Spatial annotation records
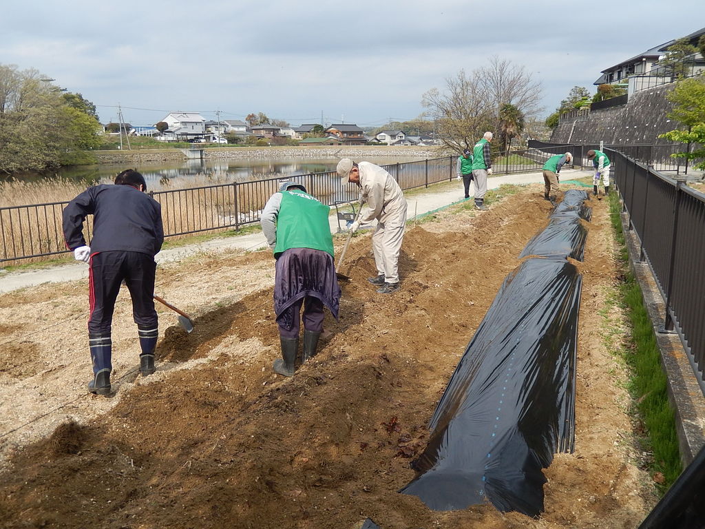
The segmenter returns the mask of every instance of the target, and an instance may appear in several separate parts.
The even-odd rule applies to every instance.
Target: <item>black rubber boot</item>
[[[110,370],[101,370],[88,382],[88,391],[96,395],[110,394]]]
[[[274,360],[274,372],[284,377],[293,377],[296,369],[295,364],[299,351],[299,339],[280,336],[279,341],[281,343],[281,358]]]
[[[154,355],[149,354],[140,355],[140,372],[142,377],[148,377],[157,371],[154,367]]]
[[[312,331],[304,331],[304,351],[301,353],[302,363],[316,355],[316,348],[318,347],[318,340],[321,333]]]

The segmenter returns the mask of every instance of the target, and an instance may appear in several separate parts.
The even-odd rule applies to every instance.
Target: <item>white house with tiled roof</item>
[[[206,120],[198,112],[171,112],[160,120],[168,126],[168,131],[180,138],[194,138],[206,132]]]

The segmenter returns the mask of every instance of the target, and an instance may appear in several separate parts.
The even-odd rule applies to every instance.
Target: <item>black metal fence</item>
[[[568,143],[546,143],[536,140],[529,140],[529,147],[545,151],[552,152],[553,149],[563,149],[570,151],[573,155],[573,165],[582,167],[591,166],[592,162],[587,159],[587,152],[590,150],[600,149],[599,145],[585,144],[575,145]],[[642,162],[654,167],[661,172],[675,172],[677,175],[688,174],[688,161],[682,158],[674,158],[673,154],[677,152],[684,152],[689,149],[682,144],[668,145],[623,145],[620,143],[606,143],[603,150],[612,149],[624,153],[634,159]],[[609,154],[608,154],[609,157]]]
[[[678,334],[705,393],[705,194],[612,149],[614,178],[666,301],[665,331]]]

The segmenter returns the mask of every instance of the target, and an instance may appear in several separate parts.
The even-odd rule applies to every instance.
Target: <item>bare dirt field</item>
[[[637,527],[656,499],[611,352],[625,331],[608,299],[620,272],[606,201],[590,205],[584,262],[575,262],[576,449],[545,471],[545,512],[434,512],[397,492],[414,477],[410,462],[467,343],[547,222],[541,188],[410,226],[393,295],[364,280],[374,274],[369,236],[356,236],[341,320],[326,317],[332,337],[288,379],[271,370],[279,348],[266,251],[158,270],[157,293],[191,314],[195,329],[186,334],[158,308],[151,377],[137,376],[123,289],[109,398],[85,390],[85,282],[0,296],[0,527],[351,529],[367,517],[384,529]]]

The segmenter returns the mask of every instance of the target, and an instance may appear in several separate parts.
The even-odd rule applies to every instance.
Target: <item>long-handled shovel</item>
[[[189,317],[189,315],[188,314],[186,314],[183,310],[180,310],[179,309],[176,308],[173,305],[171,305],[171,303],[166,301],[164,299],[160,298],[157,294],[154,294],[153,297],[160,303],[161,303],[166,307],[168,307],[170,309],[171,309],[178,315],[178,323],[179,325],[180,325],[183,328],[183,330],[185,330],[188,333],[191,332],[191,331],[193,330],[193,322],[191,321],[191,318]]]
[[[352,221],[353,224],[357,221],[360,219],[360,216],[362,214],[362,204],[363,200],[361,198],[360,200],[360,207],[357,208],[357,214],[355,215],[355,220]],[[343,246],[343,251],[341,252],[341,257],[338,260],[338,266],[336,267],[336,277],[341,281],[350,281],[350,277],[346,276],[345,274],[341,274],[340,272],[341,267],[343,265],[343,260],[345,258],[345,252],[348,251],[348,245],[350,243],[350,239],[352,238],[352,231],[350,230],[348,233],[348,238],[345,239],[345,243]]]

> Task instructions
Repeat the lines above verbatim, omitting the pictures from your reproduction.

> Task result
The segmenter returns the mask of every instance of the target, and an instance may appear in several separate parts.
The even-odd rule applies to every instance.
Target: <item>black rubber boot</item>
[[[110,370],[101,370],[88,382],[88,391],[96,395],[110,394]]]
[[[274,360],[274,372],[284,377],[293,377],[296,369],[295,364],[299,351],[299,339],[280,336],[279,341],[281,343],[281,358]]]
[[[154,355],[149,354],[140,355],[140,372],[142,377],[148,377],[157,371],[154,367]]]
[[[312,331],[304,331],[304,351],[301,353],[302,363],[316,355],[316,348],[318,347],[318,340],[321,333]]]

The segmenter returns the mask of every instance of the target, and an instance may appear in several separate parts.
The even-odd rule applies to every instance.
Target: <item>white house with tiled roof</item>
[[[206,120],[198,112],[171,112],[160,120],[168,126],[168,131],[180,138],[194,138],[206,132]]]

The segmenter returns the mask of every instance of the target, and an instance may appear in several separate parts.
The even-odd rule applies to every instance.
Target: <item>black metal fence</item>
[[[568,143],[546,143],[536,140],[529,140],[529,147],[545,151],[552,152],[553,149],[563,149],[570,151],[573,155],[573,165],[582,167],[591,166],[592,162],[587,159],[587,152],[590,150],[600,149],[599,145],[585,144],[575,145]],[[642,162],[654,167],[661,172],[675,172],[677,175],[688,174],[688,161],[682,158],[674,158],[673,154],[677,152],[684,152],[689,149],[682,144],[668,145],[623,145],[620,143],[606,143],[603,150],[612,149],[624,153],[634,159]],[[609,154],[608,154],[609,157]]]
[[[678,334],[705,393],[705,194],[612,149],[614,178],[666,301],[665,331]]]

The segmenter returns the mask of every instance of the target, and an instance may appear in several separate parts.
The even-odd rule applies to every instance.
Target: <item>bare dirt field</item>
[[[637,527],[656,499],[611,352],[625,331],[608,299],[620,272],[606,201],[590,205],[584,262],[575,262],[576,449],[545,471],[545,512],[434,512],[397,492],[414,477],[410,462],[467,343],[547,222],[541,188],[410,226],[393,295],[364,280],[374,274],[369,236],[356,236],[341,320],[326,317],[332,337],[288,379],[271,370],[279,348],[266,251],[158,270],[157,293],[191,314],[195,329],[186,334],[158,308],[151,377],[137,376],[123,289],[109,398],[85,390],[85,282],[0,296],[0,527],[351,529],[367,517],[384,529]]]

The segmenter returns the mask of every instance of the target, and an instance may appear in several separate parts.
The even-odd rule applies to every instance.
Target: <item>long-handled shovel</item>
[[[189,317],[189,315],[188,314],[186,314],[183,310],[180,310],[179,309],[176,308],[173,305],[171,305],[171,303],[166,301],[164,299],[160,298],[157,294],[154,294],[153,297],[160,303],[161,303],[166,307],[168,307],[170,309],[171,309],[178,315],[178,323],[179,325],[180,325],[183,328],[183,330],[185,330],[188,333],[191,332],[191,331],[193,330],[193,322],[191,321],[191,318]]]
[[[352,221],[353,224],[357,221],[360,219],[360,216],[362,214],[362,204],[363,200],[361,198],[360,200],[360,207],[357,208],[357,214],[355,215],[355,220]],[[343,246],[343,251],[341,252],[341,257],[338,260],[338,266],[336,267],[336,277],[341,281],[350,281],[350,277],[346,276],[345,274],[341,274],[340,272],[341,267],[343,265],[343,260],[345,258],[345,252],[348,251],[348,245],[350,243],[350,239],[352,238],[352,231],[350,230],[348,233],[348,238],[345,239],[345,243]]]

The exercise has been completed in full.